**PROVIDED MATERIAL:**
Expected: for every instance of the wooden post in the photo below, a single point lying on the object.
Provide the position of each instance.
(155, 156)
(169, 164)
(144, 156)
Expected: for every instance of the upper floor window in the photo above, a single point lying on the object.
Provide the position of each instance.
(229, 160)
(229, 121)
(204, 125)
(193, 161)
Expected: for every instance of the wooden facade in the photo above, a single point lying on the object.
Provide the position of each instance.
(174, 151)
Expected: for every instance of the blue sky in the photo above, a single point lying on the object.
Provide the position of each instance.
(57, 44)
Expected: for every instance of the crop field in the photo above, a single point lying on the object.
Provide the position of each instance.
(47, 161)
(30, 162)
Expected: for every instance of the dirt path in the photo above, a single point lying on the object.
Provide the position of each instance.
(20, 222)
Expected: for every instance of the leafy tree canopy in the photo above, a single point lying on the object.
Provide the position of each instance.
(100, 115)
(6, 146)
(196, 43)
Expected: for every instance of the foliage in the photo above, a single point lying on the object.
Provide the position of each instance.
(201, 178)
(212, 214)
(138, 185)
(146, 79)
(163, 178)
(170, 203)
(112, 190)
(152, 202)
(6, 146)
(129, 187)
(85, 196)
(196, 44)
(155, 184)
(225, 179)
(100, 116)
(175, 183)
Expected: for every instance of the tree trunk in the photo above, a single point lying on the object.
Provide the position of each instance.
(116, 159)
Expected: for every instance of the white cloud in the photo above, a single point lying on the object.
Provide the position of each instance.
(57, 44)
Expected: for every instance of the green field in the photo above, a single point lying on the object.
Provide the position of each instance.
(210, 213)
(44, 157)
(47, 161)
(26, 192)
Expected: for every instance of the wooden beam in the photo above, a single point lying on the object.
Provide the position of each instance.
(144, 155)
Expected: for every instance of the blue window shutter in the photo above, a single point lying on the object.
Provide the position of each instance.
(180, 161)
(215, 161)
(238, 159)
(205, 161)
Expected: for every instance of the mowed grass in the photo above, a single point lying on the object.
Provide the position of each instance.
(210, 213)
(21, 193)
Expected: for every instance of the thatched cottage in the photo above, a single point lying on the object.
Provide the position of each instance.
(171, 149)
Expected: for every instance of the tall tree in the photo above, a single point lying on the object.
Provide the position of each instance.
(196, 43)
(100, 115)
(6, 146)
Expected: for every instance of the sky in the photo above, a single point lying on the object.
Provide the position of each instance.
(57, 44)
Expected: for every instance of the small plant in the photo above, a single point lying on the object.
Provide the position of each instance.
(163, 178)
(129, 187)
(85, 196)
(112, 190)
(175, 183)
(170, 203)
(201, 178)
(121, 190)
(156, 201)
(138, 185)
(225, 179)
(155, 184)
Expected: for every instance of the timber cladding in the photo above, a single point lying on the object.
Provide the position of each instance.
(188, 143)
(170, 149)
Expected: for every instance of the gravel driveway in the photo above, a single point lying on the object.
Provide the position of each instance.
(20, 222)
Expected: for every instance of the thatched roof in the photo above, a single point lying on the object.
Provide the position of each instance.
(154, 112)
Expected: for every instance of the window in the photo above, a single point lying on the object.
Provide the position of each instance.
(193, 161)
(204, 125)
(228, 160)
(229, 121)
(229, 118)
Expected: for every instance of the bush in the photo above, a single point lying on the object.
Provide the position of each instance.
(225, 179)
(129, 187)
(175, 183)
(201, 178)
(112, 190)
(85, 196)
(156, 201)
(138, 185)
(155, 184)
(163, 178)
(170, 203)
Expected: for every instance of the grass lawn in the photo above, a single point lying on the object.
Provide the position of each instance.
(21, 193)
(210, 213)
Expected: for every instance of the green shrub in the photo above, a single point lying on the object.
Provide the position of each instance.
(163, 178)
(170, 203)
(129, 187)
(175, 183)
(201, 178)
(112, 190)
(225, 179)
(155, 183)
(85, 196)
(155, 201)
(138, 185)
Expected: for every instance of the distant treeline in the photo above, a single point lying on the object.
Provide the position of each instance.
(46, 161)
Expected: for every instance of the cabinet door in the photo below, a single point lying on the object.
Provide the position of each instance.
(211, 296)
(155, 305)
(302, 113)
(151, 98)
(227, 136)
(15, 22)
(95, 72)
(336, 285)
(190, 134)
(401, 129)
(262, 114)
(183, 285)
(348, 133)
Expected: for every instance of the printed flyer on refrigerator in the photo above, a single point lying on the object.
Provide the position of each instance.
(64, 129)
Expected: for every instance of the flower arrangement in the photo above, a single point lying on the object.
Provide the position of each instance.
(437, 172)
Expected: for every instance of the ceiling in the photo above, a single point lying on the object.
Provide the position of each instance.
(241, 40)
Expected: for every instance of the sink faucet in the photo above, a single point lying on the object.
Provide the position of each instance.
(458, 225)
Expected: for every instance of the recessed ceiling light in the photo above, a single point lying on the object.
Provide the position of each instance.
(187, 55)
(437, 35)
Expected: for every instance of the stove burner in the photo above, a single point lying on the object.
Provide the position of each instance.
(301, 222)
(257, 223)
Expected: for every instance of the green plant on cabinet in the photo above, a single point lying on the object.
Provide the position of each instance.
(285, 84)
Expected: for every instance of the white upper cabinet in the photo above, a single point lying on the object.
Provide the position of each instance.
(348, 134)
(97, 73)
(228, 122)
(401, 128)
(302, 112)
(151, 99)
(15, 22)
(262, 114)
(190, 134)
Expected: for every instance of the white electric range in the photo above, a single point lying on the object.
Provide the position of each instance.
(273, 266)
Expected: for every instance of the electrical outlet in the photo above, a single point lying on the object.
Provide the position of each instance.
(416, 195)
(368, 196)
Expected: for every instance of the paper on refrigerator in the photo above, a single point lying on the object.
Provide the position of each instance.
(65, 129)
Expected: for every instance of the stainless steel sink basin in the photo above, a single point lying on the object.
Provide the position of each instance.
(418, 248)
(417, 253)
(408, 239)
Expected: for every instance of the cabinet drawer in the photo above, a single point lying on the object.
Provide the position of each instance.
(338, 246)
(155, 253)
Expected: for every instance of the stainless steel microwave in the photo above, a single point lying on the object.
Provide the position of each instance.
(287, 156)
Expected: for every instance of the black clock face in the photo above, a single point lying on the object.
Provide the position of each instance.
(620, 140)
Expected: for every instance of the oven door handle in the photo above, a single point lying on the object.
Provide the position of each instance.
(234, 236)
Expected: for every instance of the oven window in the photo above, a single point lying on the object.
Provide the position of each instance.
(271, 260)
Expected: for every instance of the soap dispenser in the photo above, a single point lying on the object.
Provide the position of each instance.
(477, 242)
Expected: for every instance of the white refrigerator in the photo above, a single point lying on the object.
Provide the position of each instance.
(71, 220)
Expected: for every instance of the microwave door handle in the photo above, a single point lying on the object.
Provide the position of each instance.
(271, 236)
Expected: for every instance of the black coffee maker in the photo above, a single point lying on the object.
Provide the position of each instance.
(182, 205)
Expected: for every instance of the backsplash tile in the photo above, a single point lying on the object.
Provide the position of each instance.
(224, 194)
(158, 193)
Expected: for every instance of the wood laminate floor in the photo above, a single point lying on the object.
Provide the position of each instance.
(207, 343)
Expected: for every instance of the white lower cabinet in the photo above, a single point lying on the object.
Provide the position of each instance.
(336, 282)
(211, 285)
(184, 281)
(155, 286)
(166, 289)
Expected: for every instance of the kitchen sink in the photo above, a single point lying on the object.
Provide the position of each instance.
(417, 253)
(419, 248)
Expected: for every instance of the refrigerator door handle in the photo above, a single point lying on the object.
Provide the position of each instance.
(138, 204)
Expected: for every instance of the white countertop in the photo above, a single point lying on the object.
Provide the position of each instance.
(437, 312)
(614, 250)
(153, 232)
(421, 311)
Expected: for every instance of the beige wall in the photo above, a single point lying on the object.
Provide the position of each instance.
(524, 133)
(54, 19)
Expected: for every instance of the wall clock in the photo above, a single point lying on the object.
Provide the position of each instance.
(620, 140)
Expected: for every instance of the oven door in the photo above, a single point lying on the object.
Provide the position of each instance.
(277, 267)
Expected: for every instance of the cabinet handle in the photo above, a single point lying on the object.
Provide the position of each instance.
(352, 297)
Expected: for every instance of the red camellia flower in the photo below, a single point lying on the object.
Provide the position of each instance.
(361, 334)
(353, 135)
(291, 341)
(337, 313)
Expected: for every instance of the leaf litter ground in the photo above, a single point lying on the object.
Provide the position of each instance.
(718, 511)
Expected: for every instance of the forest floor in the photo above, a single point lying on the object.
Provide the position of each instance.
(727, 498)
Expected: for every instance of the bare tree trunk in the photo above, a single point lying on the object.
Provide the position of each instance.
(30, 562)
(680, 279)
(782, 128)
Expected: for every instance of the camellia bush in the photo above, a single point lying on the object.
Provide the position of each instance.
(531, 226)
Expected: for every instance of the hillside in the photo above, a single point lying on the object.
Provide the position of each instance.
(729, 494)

**SHORT EXERCISE:** Starting from the line with "Expected: for every instance of the wall" and ending with the final line of the data, quote every line exactly, both ends included.

**FINAL RESULT:**
Expected: for every instance of the wall clock in the photo above, a single point lying on the object.
Provide the position of each instance.
(620, 140)
Expected: for every instance of the oven door in the photo above, a single point lying on the object.
Provide the position of each instance.
(277, 267)
Expected: for every instance of the cabinet handle in the photo above, a single point lying on the object.
Provide the position of each instance.
(352, 297)
Expected: for every instance of the red camellia flower in the photo below, a single point lying on the object.
Provide the position of each instance.
(361, 334)
(353, 135)
(291, 341)
(337, 313)
Expected: for every instance of the leaf litter ground in the photo above, a single point lying on the object.
Provide the position of each instance.
(718, 511)
Expected: for every instance of the forest floor in the photo above, a single point lying on the object.
Provide the position of each instance.
(727, 498)
Expected: for every instance of the bare tree trunk in the photo above, a single point lying on the object.
Provide the position of each instance.
(30, 562)
(680, 279)
(782, 128)
Expected: for every instance of the camellia bush in the photo above, a single point lying on the object.
Provide the position of each instance.
(531, 226)
Expected: for every instance of the hillside in the photo above, a single point lying on the object.
Provide the position of each instance.
(729, 494)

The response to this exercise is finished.